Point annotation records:
==*==
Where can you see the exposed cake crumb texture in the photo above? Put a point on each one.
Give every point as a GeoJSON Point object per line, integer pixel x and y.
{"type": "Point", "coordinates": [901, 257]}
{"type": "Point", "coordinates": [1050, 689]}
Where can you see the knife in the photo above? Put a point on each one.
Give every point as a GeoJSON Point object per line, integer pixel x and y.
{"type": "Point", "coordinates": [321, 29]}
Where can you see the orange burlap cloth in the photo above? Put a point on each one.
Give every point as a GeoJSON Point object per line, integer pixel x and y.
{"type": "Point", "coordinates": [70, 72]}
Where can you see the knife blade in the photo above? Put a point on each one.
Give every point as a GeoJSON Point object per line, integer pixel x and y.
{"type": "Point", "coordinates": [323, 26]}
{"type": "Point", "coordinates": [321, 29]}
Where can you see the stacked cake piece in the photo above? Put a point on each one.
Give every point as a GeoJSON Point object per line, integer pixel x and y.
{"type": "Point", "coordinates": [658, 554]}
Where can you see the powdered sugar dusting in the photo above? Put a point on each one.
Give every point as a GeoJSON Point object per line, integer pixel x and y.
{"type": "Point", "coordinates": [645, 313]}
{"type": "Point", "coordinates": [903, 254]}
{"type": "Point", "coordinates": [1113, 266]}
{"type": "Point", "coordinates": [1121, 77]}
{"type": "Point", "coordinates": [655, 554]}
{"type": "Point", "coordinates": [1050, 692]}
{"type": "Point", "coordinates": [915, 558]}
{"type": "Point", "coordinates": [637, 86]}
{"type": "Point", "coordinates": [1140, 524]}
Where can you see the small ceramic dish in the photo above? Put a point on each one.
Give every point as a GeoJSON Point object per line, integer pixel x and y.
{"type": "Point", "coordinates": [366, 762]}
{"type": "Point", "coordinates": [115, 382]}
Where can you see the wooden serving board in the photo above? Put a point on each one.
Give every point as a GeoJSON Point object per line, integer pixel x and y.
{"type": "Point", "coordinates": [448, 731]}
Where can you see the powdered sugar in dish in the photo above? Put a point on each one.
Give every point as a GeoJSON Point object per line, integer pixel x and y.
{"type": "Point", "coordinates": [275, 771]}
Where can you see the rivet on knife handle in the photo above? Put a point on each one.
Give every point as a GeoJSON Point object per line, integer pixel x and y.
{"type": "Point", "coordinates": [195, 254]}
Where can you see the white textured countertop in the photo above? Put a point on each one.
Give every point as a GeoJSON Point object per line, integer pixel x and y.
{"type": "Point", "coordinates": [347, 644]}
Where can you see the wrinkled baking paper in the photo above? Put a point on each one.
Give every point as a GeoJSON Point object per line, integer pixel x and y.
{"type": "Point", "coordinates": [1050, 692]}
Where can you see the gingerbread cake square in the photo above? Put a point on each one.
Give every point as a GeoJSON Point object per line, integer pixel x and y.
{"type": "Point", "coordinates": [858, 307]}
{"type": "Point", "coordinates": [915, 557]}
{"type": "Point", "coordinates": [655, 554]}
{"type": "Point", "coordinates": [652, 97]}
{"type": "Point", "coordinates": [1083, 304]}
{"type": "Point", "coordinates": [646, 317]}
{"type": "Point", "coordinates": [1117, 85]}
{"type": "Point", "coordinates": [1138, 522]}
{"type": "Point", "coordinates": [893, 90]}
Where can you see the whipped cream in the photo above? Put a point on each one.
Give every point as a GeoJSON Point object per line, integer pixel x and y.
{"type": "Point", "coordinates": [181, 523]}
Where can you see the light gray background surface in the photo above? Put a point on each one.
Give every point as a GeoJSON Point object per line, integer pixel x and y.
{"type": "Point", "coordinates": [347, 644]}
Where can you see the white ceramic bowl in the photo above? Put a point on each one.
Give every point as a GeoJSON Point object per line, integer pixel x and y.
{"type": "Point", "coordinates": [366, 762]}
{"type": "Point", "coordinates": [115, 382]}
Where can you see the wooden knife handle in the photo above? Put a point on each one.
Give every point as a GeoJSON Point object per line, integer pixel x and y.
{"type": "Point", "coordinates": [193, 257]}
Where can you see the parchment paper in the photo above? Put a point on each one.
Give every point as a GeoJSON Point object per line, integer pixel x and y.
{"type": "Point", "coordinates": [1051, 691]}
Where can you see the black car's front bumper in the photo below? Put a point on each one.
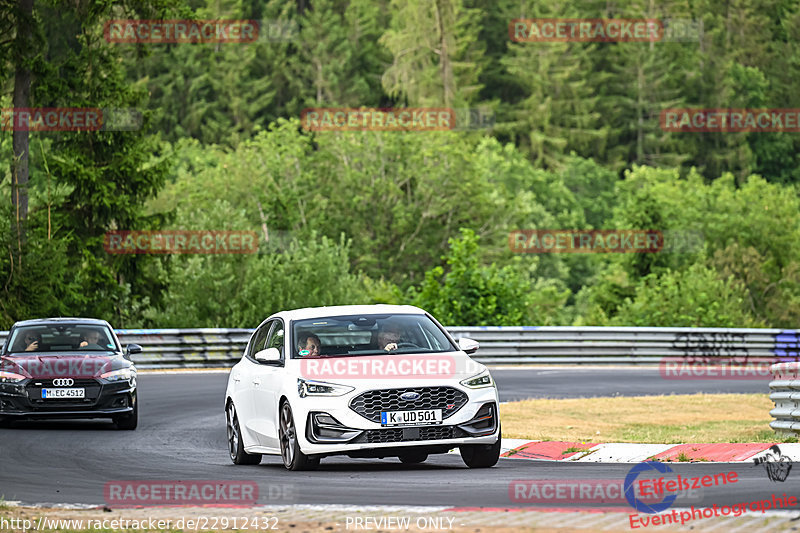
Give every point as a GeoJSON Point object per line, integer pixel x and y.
{"type": "Point", "coordinates": [102, 399]}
==*==
Output all of the material above line for line without changing anything. Leave out the pictures.

Where can you see the exposed cake crumb texture in the photo above? Put a point on each one.
Give every point as a GeoJSON Point object per line, integer pixel x and y.
{"type": "Point", "coordinates": [901, 257]}
{"type": "Point", "coordinates": [1050, 689]}
Where can you see the knife in the photo above? Put a point on each one.
Give every point as a GeoJSON Point object per line, integer pixel x and y.
{"type": "Point", "coordinates": [321, 29]}
Where can you see the orange burlap cloth in the photo above? Put a point on each one.
Give every point as a GeoJSON Point object per line, integer pixel x and y.
{"type": "Point", "coordinates": [70, 72]}
Where can you see the knife blade in the photo above? Put a point on each one.
Give every point as a GeoJSON Point object per line, integer pixel x and y.
{"type": "Point", "coordinates": [323, 26]}
{"type": "Point", "coordinates": [321, 29]}
Where can you see the stacked cake piece in the photo above? Put a point on each one.
Give every point as a GeoJSON Point object per line, integer pixel x and y.
{"type": "Point", "coordinates": [658, 554]}
Where can you see the powdered sugar dusting in the photo above? Put a point on each one.
Give every point as a GeoJSON Point object per line, integer pixel x and y.
{"type": "Point", "coordinates": [645, 313]}
{"type": "Point", "coordinates": [903, 254]}
{"type": "Point", "coordinates": [1113, 266]}
{"type": "Point", "coordinates": [1121, 77]}
{"type": "Point", "coordinates": [655, 554]}
{"type": "Point", "coordinates": [1050, 692]}
{"type": "Point", "coordinates": [915, 558]}
{"type": "Point", "coordinates": [637, 86]}
{"type": "Point", "coordinates": [1140, 524]}
Where can you see the small ceramic dish in the photo above? Put a point on each one.
Give every point as a GeoJSON Point object per line, integer pixel x and y.
{"type": "Point", "coordinates": [366, 762]}
{"type": "Point", "coordinates": [115, 382]}
Where can you see the wooden serving board in the photo above? Put a point on each one.
Give every point as a GeoJSON Point object per line, integer pixel x and y.
{"type": "Point", "coordinates": [448, 731]}
Where can you see the powdered sugar in dish in the photo above? Put a point on each one.
Give every point as a GeoJSON Point object per line, integer pixel x and y.
{"type": "Point", "coordinates": [275, 771]}
Where can you see the rivet on knife handle in the photo above? Put a point on each one.
Give every point as a GeoJSON Point object per line, integer pixel x and y.
{"type": "Point", "coordinates": [195, 254]}
Where can you see the white textured countertop in the photo above? Put a point on each one.
Give every point as a GeoJSON Point object per line, integer pixel x and y.
{"type": "Point", "coordinates": [347, 644]}
Where can you see the wrinkled baking paper in the photo above? Put a point on each one.
Give every point as a GeoJSON Point object per line, integer pixel x and y.
{"type": "Point", "coordinates": [1050, 692]}
Where can you see the gingerbread cake square in the photo above? Put a point on each one.
Give every point as a GeoJSON Point object per line, integer pixel x and y.
{"type": "Point", "coordinates": [858, 307]}
{"type": "Point", "coordinates": [915, 557]}
{"type": "Point", "coordinates": [655, 554]}
{"type": "Point", "coordinates": [652, 97]}
{"type": "Point", "coordinates": [1083, 304]}
{"type": "Point", "coordinates": [646, 317]}
{"type": "Point", "coordinates": [1117, 85]}
{"type": "Point", "coordinates": [1138, 522]}
{"type": "Point", "coordinates": [893, 90]}
Where can you see the whipped cream in the photo above? Put a point on each one.
Give every point as a GeoJSON Point object per line, integer pixel x and y.
{"type": "Point", "coordinates": [181, 523]}
Where can you see the light gray background surface in the photo above? Put a point on each one.
Give every point as a GeoJSON Point object per line, integer pixel x and y.
{"type": "Point", "coordinates": [347, 644]}
Where can you see the white ceramic bowl in the photo above? Put a point on each one.
Give every point as a GeoJSON Point object per line, integer pixel x and y.
{"type": "Point", "coordinates": [366, 762]}
{"type": "Point", "coordinates": [115, 382]}
Where can you see the wooden knife handle in the photo above? Put a point on each one.
Give every point as a GeoJSON Point object per line, integer pixel x and y.
{"type": "Point", "coordinates": [193, 257]}
Where can you see the parchment paper in the photo above? Put a point on each one.
Give every point as a GeoJSON Point object per line, integer pixel x and y.
{"type": "Point", "coordinates": [1051, 691]}
Where can you see the black car's front bumper in the photo below? Put a point on each one.
Give every point as a GeoJSON Point object per line, integer pixel x and y.
{"type": "Point", "coordinates": [102, 399]}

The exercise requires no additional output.